Can you pull out every line of the material from the line containing "Where can you find the bear with yellow" through the last line, inclusive, and reproduce each one word for word?

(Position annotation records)
----------------

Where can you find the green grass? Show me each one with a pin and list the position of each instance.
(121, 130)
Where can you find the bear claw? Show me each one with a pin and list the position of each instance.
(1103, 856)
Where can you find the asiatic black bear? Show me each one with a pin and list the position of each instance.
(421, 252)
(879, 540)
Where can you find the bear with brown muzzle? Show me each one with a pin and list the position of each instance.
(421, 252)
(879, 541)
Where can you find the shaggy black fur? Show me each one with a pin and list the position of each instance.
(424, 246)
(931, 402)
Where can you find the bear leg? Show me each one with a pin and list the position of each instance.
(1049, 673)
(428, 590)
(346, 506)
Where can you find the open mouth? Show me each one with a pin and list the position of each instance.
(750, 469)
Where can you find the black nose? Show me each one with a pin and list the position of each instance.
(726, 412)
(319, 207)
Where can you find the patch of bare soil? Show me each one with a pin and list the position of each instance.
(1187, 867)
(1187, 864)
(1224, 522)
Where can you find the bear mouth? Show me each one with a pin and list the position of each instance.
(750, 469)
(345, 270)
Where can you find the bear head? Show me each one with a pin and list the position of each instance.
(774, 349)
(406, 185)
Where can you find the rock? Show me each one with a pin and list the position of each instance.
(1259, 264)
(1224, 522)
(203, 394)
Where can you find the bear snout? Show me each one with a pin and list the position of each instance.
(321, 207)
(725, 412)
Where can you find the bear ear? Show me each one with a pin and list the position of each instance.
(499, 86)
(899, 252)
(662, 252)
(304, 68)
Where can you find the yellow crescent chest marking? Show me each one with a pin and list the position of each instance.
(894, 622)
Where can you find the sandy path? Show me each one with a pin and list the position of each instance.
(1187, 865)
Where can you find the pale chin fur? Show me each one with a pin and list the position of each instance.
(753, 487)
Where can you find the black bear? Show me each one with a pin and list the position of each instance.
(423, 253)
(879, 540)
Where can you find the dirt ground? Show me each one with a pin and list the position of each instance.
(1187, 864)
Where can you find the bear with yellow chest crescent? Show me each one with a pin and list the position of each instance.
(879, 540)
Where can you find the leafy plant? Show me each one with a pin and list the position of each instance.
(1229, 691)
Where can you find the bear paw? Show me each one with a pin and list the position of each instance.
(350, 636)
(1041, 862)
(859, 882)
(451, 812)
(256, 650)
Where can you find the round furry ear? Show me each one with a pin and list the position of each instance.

----------------

# [EXPECTED ANSWER]
Where can you find the bear with yellow chest crescent? Show me each one with a pin and list the position of each instance.
(879, 540)
Where can you find the leafy plant? Show me each one with a pin and list the position of each instance.
(1229, 691)
Where can you find the bear paw? Show me each one with a pin and list the position of each instance.
(350, 636)
(1041, 862)
(859, 882)
(451, 812)
(256, 650)
Where can you find the round furry ear? Show me each one with a pin and list the position of each instance.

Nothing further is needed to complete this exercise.